Entries from a pointing dataset:
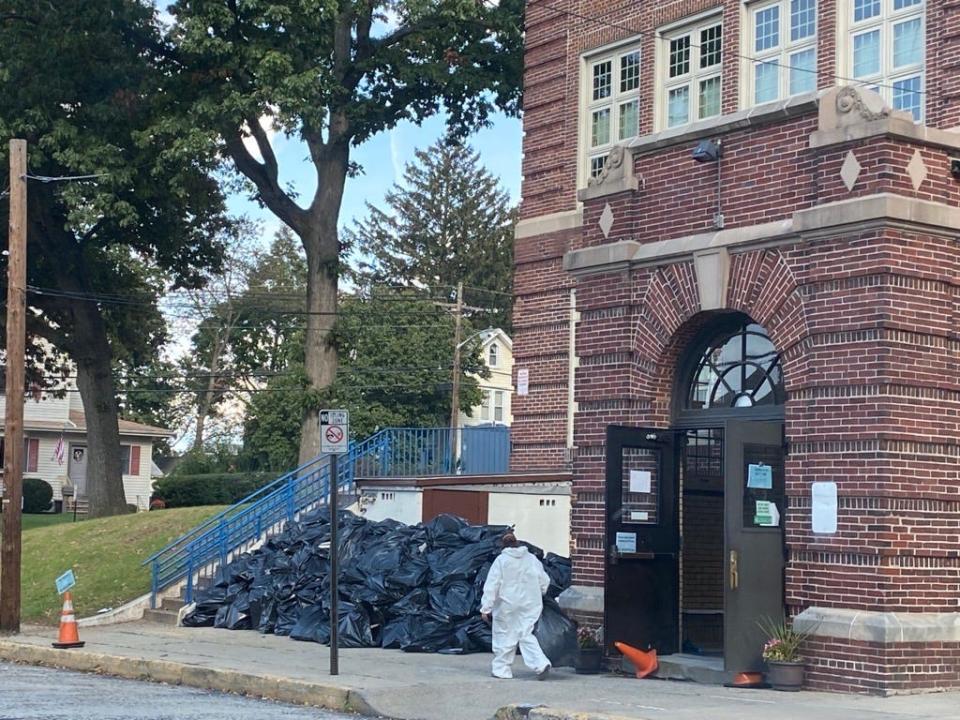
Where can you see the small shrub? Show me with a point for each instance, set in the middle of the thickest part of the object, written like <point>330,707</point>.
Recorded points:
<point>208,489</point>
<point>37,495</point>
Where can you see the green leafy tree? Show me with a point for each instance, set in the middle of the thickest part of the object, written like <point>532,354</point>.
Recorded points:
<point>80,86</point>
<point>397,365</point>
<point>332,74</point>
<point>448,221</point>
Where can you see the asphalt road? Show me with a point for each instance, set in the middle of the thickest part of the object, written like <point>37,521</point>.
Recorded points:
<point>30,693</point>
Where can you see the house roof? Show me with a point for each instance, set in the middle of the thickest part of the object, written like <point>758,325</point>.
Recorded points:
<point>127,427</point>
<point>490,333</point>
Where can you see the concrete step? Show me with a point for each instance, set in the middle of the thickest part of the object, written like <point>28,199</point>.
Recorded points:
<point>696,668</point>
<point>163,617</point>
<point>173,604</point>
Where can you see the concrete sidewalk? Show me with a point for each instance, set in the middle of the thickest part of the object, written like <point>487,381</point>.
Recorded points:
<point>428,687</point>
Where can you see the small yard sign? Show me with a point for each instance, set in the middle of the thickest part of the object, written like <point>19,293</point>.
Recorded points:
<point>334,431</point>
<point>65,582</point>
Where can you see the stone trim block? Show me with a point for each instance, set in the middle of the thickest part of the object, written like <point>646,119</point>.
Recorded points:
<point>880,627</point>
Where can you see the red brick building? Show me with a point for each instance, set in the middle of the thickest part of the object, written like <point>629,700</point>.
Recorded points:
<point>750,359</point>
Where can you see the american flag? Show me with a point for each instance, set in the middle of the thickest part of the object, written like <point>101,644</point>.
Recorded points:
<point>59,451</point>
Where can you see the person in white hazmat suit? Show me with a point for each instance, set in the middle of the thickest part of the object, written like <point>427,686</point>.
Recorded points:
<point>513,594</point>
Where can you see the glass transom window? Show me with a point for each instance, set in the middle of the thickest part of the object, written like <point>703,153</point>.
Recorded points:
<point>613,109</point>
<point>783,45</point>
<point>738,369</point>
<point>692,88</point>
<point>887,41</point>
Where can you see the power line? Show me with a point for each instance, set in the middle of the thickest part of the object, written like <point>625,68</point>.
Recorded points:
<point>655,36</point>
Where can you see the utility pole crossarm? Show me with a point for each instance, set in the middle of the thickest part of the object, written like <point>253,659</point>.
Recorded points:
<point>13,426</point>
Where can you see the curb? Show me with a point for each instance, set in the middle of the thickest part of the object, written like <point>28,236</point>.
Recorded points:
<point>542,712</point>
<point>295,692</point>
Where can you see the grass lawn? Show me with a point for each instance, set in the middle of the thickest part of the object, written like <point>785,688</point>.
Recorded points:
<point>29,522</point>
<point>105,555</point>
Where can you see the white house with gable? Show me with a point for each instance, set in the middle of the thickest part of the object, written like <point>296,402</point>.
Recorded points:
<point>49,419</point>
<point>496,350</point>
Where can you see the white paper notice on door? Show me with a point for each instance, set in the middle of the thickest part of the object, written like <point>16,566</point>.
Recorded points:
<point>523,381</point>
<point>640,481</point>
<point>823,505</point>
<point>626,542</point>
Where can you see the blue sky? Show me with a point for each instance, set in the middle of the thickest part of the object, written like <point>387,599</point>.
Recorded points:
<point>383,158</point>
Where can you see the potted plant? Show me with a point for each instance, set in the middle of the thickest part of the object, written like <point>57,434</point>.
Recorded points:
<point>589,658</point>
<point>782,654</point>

==

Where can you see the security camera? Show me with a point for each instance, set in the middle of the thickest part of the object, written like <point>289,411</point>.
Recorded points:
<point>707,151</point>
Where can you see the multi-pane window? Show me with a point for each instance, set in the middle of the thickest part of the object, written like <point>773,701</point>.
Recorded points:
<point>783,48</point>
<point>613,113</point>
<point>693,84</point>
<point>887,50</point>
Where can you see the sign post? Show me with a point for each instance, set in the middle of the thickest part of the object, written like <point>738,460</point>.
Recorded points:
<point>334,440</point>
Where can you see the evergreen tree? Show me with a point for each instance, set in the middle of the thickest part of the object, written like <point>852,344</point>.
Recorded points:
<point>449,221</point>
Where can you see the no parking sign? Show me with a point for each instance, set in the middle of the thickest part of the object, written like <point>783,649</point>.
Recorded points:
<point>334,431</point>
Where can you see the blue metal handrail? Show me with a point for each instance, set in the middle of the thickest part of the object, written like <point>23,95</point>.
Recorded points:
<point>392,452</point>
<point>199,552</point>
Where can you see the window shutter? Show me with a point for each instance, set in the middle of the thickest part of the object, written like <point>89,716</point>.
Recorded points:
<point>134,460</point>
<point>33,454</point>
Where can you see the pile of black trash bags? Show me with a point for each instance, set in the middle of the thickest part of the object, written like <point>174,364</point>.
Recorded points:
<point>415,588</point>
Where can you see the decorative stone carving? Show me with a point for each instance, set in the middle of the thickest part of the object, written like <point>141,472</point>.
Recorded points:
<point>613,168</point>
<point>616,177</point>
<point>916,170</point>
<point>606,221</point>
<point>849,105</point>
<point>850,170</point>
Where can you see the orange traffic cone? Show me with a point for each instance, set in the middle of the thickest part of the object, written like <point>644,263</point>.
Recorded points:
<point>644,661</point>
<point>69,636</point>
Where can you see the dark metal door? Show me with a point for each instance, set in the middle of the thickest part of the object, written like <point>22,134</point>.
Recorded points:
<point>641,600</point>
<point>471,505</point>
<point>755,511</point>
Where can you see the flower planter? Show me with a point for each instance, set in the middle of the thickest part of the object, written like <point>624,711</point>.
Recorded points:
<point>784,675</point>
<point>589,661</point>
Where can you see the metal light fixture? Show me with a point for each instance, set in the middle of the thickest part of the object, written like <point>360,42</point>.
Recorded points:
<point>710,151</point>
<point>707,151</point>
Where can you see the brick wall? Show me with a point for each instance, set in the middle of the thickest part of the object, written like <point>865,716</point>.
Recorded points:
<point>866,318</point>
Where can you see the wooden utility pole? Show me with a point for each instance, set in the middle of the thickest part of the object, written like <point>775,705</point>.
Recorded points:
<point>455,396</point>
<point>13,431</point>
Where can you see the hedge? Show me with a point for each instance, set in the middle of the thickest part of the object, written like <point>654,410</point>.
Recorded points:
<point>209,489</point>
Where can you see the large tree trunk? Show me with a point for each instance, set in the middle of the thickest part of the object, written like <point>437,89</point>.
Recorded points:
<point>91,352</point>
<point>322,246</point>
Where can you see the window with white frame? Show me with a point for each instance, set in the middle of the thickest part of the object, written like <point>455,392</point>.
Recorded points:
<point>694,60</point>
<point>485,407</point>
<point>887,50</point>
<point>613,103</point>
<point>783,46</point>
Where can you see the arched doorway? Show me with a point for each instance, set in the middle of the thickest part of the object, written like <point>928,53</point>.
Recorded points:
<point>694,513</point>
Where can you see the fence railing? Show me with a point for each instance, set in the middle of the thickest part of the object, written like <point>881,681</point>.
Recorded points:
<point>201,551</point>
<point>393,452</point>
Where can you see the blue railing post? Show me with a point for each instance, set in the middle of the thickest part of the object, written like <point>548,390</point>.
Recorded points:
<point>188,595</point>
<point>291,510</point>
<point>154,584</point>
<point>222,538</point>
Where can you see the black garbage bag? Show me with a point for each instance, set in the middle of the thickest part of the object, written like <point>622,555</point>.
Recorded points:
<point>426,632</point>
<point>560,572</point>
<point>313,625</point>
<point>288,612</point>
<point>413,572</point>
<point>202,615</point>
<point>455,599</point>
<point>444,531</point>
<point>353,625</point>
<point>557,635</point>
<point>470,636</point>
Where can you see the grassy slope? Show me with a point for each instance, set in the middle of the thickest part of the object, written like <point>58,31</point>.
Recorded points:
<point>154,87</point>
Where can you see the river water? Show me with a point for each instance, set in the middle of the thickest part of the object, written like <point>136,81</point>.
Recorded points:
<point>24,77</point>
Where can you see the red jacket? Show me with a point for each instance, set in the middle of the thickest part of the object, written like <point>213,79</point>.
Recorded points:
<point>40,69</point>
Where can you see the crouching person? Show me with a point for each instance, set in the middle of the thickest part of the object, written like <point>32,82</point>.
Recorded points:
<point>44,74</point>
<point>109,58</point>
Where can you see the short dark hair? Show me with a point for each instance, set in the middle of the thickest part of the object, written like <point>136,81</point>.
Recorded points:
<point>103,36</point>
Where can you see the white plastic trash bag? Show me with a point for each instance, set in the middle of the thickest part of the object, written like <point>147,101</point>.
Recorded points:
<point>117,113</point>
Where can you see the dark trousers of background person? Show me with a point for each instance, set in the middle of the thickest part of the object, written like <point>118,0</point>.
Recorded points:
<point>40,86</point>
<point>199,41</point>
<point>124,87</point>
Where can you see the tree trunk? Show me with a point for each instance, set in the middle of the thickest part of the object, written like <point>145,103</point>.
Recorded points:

==

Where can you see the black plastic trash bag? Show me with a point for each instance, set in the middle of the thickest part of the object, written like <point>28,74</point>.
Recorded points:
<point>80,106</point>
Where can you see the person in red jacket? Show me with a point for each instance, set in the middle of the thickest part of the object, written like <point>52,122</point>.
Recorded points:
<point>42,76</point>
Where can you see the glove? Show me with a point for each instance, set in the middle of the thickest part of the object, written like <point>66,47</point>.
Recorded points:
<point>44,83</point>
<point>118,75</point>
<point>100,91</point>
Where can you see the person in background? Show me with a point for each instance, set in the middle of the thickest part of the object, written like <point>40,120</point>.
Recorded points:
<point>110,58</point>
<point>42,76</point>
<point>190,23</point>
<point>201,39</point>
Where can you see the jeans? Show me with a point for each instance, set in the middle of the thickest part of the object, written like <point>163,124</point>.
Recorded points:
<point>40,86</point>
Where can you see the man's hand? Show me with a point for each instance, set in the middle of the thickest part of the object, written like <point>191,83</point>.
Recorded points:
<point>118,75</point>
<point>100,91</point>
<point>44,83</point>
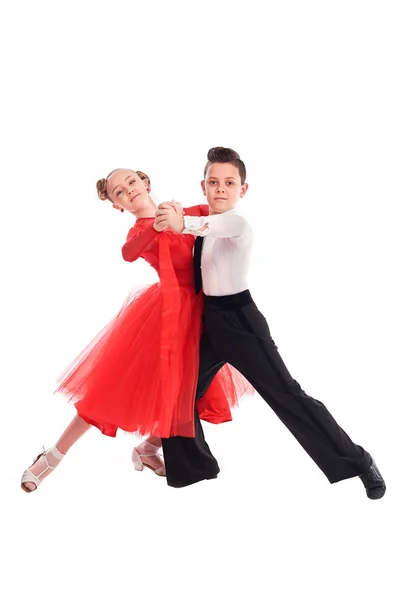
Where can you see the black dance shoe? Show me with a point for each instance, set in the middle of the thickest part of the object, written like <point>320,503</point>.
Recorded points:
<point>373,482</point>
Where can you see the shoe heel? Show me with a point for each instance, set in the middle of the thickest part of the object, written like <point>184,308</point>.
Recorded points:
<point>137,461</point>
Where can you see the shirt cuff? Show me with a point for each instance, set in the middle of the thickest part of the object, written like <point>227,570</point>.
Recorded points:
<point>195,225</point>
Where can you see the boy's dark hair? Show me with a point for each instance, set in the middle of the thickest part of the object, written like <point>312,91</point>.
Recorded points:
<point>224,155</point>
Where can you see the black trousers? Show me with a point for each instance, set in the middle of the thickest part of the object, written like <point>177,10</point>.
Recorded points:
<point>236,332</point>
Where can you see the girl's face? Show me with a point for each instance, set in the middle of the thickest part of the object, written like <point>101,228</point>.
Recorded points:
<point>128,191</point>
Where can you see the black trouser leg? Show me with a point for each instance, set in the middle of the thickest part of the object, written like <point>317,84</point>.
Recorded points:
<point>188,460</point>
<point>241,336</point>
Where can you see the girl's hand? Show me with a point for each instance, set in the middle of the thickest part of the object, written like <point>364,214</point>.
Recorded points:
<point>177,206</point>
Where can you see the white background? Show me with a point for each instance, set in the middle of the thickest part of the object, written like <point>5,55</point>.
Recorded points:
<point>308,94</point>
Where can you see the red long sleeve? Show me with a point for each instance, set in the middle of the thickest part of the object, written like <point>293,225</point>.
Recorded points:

### Problem requirements
Could you copy the items without any changes from the line with "Where can you see the small shrub?" up to and including the line with "<point>37,495</point>"?

### Correct result
Where can you see the small shrub? Show me with a point for each instance, set in the middle of the thickest part of the object, written like <point>330,707</point>.
Recorded points:
<point>208,489</point>
<point>37,495</point>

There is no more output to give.